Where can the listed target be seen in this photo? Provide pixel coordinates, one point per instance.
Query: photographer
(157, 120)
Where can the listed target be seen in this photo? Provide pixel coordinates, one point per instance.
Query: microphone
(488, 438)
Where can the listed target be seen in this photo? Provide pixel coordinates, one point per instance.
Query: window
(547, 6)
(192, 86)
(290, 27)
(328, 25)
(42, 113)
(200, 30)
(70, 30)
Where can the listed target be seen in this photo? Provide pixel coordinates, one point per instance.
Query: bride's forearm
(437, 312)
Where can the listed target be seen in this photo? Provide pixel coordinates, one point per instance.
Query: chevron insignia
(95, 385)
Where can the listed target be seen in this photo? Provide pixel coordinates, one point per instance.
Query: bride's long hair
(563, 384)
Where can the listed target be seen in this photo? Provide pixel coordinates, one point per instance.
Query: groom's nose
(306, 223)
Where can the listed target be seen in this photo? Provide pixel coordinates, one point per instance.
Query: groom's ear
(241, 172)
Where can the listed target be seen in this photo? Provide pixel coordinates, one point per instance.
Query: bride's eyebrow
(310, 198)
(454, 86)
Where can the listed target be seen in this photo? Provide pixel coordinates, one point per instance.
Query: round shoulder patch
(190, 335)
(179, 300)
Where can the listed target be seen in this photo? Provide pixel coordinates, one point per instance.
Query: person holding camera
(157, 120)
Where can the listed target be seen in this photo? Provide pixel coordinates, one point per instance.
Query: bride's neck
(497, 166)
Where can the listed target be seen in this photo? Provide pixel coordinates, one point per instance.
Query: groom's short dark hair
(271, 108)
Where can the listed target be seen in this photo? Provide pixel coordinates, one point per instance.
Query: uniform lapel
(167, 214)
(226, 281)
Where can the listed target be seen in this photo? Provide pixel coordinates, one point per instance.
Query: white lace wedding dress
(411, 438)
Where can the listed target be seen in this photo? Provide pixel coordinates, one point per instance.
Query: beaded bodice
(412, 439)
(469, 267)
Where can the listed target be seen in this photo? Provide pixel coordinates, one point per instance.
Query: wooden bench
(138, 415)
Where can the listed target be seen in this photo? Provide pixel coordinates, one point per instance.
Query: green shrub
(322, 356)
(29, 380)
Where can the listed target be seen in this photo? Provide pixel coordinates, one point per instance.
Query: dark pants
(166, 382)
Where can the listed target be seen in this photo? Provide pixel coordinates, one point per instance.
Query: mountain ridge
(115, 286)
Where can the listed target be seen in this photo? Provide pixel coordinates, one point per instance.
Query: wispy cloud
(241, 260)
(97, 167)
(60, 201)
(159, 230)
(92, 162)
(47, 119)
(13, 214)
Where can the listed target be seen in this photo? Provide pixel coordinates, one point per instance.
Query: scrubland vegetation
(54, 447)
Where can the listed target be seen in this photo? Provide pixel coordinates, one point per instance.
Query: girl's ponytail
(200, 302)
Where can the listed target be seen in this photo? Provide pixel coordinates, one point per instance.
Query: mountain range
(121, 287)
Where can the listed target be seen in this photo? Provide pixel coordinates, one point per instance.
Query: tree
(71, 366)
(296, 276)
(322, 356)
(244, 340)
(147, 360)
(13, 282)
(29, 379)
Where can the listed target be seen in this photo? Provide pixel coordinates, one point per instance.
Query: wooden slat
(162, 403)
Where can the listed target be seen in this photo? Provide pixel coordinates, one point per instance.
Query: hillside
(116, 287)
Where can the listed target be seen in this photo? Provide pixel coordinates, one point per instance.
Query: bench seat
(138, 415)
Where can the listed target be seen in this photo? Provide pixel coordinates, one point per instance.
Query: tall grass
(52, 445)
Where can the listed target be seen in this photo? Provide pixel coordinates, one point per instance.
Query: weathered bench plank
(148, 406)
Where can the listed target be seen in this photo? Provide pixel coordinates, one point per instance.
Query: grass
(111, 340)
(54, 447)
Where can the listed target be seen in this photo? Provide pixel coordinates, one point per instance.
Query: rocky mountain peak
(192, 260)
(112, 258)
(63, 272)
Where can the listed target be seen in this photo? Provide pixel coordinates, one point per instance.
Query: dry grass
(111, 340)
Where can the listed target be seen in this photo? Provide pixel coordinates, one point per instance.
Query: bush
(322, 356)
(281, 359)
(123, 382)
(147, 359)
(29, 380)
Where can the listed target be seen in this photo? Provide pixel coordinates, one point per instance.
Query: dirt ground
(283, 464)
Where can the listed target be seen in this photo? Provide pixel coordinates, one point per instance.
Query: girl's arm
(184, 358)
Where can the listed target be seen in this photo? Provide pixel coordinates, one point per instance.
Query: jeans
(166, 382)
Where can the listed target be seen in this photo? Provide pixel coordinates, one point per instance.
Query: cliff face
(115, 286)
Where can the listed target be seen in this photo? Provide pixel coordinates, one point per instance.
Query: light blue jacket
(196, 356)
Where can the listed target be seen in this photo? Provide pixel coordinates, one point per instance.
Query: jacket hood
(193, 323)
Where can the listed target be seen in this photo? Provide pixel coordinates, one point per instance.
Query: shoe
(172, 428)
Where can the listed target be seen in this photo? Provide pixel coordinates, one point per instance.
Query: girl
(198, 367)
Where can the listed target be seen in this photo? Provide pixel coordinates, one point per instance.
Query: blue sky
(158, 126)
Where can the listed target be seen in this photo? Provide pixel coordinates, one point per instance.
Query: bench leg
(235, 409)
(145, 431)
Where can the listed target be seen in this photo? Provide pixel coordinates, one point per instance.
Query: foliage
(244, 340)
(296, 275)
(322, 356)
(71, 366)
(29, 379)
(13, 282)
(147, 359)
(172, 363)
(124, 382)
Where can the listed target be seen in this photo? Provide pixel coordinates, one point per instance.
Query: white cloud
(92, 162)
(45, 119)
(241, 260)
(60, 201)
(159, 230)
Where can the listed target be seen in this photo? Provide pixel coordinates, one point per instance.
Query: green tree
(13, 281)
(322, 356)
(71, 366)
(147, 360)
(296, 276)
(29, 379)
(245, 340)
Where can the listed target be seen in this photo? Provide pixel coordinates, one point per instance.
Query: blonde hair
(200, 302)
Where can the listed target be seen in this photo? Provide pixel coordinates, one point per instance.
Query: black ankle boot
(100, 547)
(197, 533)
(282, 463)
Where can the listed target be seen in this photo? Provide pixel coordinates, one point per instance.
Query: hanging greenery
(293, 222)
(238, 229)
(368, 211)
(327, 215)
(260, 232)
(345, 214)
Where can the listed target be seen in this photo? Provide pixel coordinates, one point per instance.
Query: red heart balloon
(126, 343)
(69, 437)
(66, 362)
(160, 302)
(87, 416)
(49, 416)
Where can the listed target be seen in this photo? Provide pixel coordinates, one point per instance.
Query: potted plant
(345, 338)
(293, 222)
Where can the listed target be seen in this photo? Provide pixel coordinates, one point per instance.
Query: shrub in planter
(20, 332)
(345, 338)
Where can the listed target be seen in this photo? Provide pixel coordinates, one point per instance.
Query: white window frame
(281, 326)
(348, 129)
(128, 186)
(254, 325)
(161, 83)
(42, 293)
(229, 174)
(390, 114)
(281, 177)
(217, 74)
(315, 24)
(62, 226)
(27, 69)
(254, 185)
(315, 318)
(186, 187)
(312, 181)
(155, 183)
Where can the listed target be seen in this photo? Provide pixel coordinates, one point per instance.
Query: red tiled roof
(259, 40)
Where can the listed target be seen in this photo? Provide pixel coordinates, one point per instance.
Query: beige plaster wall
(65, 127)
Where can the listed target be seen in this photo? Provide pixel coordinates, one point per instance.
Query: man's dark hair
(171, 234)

What the exercise asks ->
Extract all of the data above and output it character for character.

The completed task ->
Where can the listed target be seen in this photo? Provide pixel coordinates, one point per instance.
Query: photographer
(157, 120)
Where can the listed target be seen in this photo? Provide pixel coordinates, one point per instance.
Query: microphone
(488, 438)
Where can the listed target be seen in this photo? Provide pixel coordinates, one point per instance.
Query: window
(547, 6)
(192, 86)
(290, 27)
(328, 25)
(42, 113)
(200, 30)
(70, 30)
Where can the listed target be seen in this photo? Provide pixel coordinates, one point per instance.
Query: bride's forearm
(437, 312)
Where can the listed target be seen in this photo? Provide pixel coordinates, one point per instance.
Query: chevron insignia
(95, 385)
Where can the listed target be seen in this photo? Provide pixel coordinates, one point per instance.
Query: bride's long hair
(563, 384)
Where can the listed target be seen in this photo? Provide pixel coordinates, one point per instance.
Query: groom's nose
(306, 223)
Where can the listed target be seen in this photo? Provide pixel coordinates, one point per instance.
Query: groom's ear
(241, 172)
Where can the listed target be seen in this photo? Provide pixel coordinates, one point per instance.
Query: bride's eyebrow
(310, 198)
(454, 86)
Where can the listed target be seen in this photo? Provide pixel coordinates, one point per instance.
Query: round shoulder patch
(190, 335)
(179, 300)
Where can the listed target be seen in this photo? Provide pixel coordinates, one point per instance.
Query: person holding camera
(157, 120)
Where can the listed target be seen in this photo? Provide pixel coordinates, one point per instance.
Query: bride's neck
(497, 166)
Where can the listed target be seen in this photo? Provide pixel coordinates, one point per instance.
Query: groom's short dark hair
(271, 108)
Where can the listed target be seen in this photo? Provide pixel coordinates, one point per instance.
Query: uniform lapel
(167, 214)
(226, 281)
Where can the listed target be seen in this photo? Provide pixel coordinates, one point per instance.
Query: white lace wedding dress
(411, 438)
Where can the listed target be seen in this photo? Provide pixel coordinates, one point per instance.
Query: beaded bodice
(412, 439)
(469, 267)
Where can the listed target be seen in this photo? Provide pixel coordinates, one point per instance.
Query: wooden bench
(138, 415)
Where can the listed target be seen in this photo? Provide pixel coordinates, one point per instance.
Query: green shrub
(322, 356)
(29, 380)
Where can the listed target be seen in this photo? Provide pixel coordinates, one point per instance.
Query: dark pants
(166, 382)
Where can the listed target be seen in this photo? Provide pixel coordinates, one point per instance.
Query: mountain ridge
(115, 286)
Where can the listed target be seen in this photo? Provide pixel coordinates, one point per instance.
Query: wispy cloud
(241, 260)
(97, 167)
(60, 201)
(159, 230)
(92, 162)
(47, 119)
(13, 214)
Where can the listed target be seen in this photo? Provide pixel coordinates, one point per instance.
Query: scrubland vegetation
(54, 447)
Where can the listed target be seen in this photo? Provide pixel coordinates, one point per instance.
Query: girl's ponytail
(200, 302)
Where can the listed target be seen in this photo? Provide pixel coordinates, one point per instance.
Query: mountain range
(121, 287)
Where can the listed target be seen in this photo? Provide pixel coordinates, one point per instance.
Query: tree
(71, 366)
(296, 276)
(322, 356)
(244, 340)
(147, 360)
(13, 282)
(29, 379)
Where can the listed target be seen in this photo? Provide pixel coordinates, one point per instance.
Query: wooden slat
(162, 403)
Where can the listed target be seen in this photo? Provide pixel coordinates, one point per instance.
Query: hillside
(116, 287)
Where can the listed target be seen in this photo? Provide pixel coordinates, one point per instance.
Query: bench seat
(138, 415)
Where can the listed target be seen in this photo? Provide pixel coordinates, one point per instance.
Query: tall grass
(52, 445)
Where can the listed target be seen in this photo? Provide pixel coordinates, one point per instance.
Query: weathered bench plank
(148, 406)
Where can the listed target be seen in this photo? Provide pixel coordinates, one point per instance.
Query: grass
(111, 340)
(54, 447)
Where can the listed target be seen in this photo? Provide pixel coordinates, one point per instance.
Query: rocky mountain peak
(192, 260)
(112, 258)
(63, 272)
Where can the listed target be seen in this photo? Provide pixel coordinates, one point per instance.
Query: dry grass
(111, 340)
Where can the listed target be seen in this photo? Provide pixel coordinates, one point per instance.
Query: bush
(322, 356)
(281, 359)
(123, 382)
(147, 359)
(29, 380)
Where can the listed target be seen in this photo? Provide pixel coordinates, one point per instance.
Query: dirt ground
(283, 464)
Where can the listed target be seen in this photo? Provide pixel coordinates, one point per instance.
Query: girl's arm
(184, 358)
Where can the listed target be seen in this photo? Provide pixel coordinates, one point per instance.
Query: jeans
(166, 382)
Where can the listed target be seen in this photo? Provide pixel coordinates, one point per instance.
Query: cliff face
(115, 286)
Where can the listed target be seen in this photo? Provide pixel coordinates, one point per instance.
Query: light blue jacket
(196, 356)
Where can the listed target be seen in this photo? Provide pixel coordinates, one point per instance.
Query: jacket hood
(193, 323)
Where can the listed target be seen in this photo? Provide pixel coordinates, one point per instance.
Query: shoe
(172, 428)
Where can the listed target be seen in this photo? Provide pixel coordinates, one point per instance.
Query: girl
(198, 367)
Where can the listed target be seen in this photo? Provide pixel coordinates, one point per instance.
Query: blue sky
(158, 126)
Where can the listed target be seen in this photo? Provide pixel coordinates, one point per instance.
Query: bench leg
(235, 409)
(145, 431)
Where can the listed target be seen in this photo? Provide pixel coordinates, one point per instance.
Query: foliage
(244, 340)
(296, 275)
(322, 356)
(71, 366)
(29, 379)
(13, 282)
(147, 359)
(172, 363)
(124, 382)
Where can the listed target be seen in this photo? Provide pixel coordinates, one point per instance.
Query: white cloud
(92, 162)
(45, 119)
(241, 260)
(60, 201)
(159, 230)
Where can the listed target be seen in this photo? Provide pixel coordinates, one point per instance.
Query: green tree
(13, 281)
(322, 356)
(71, 366)
(147, 360)
(296, 276)
(29, 379)
(245, 340)
Where can the listed target be seen in this photo? Provide pixel coordinates, one point per instance.
Query: blonde hair
(200, 302)
Where can the listed target be seen in this photo? Provide pixel coordinates, one point per instance.
Query: black ankle boot
(100, 547)
(197, 533)
(282, 463)
Where can the listed target be seen in this photo? Provide pixel coordinates, one point per instance.
Query: hanging greenery
(293, 222)
(238, 229)
(368, 211)
(327, 215)
(260, 232)
(345, 214)
Where can the listed target be seen in this photo? Provide pixel coordinates, one point per instance.
Query: red heart balloon
(126, 343)
(69, 437)
(66, 362)
(160, 302)
(87, 416)
(49, 416)
Where can the listed target be seen in this photo? Provide pixel coordinates, one point per instance.
Query: potted plant
(345, 338)
(293, 222)
Where can the listed target be seen in this photo? Provide pixel coordinates, one point per instance.
Query: shrub in planter
(20, 332)
(345, 338)
Where can the listed target be seen in this photo? Provide pixel coordinates, one point per instance.
Query: white window frame
(281, 326)
(348, 129)
(128, 186)
(254, 325)
(161, 83)
(42, 293)
(229, 174)
(390, 114)
(281, 177)
(217, 74)
(315, 24)
(62, 226)
(27, 69)
(254, 185)
(315, 318)
(186, 187)
(312, 181)
(155, 183)
Where can the listed target be seen in this photo? Provide pixel coordinates, one point per instance.
Query: red tiled roof
(259, 40)
Where can the listed target be seen in this photo? Provide pixel coordinates, one point per instance.
Query: beige plaster wall
(65, 127)
Where can the listed target be seen in this photo? Provide pixel coordinates, one point per instance.
Query: man's dark hair
(171, 234)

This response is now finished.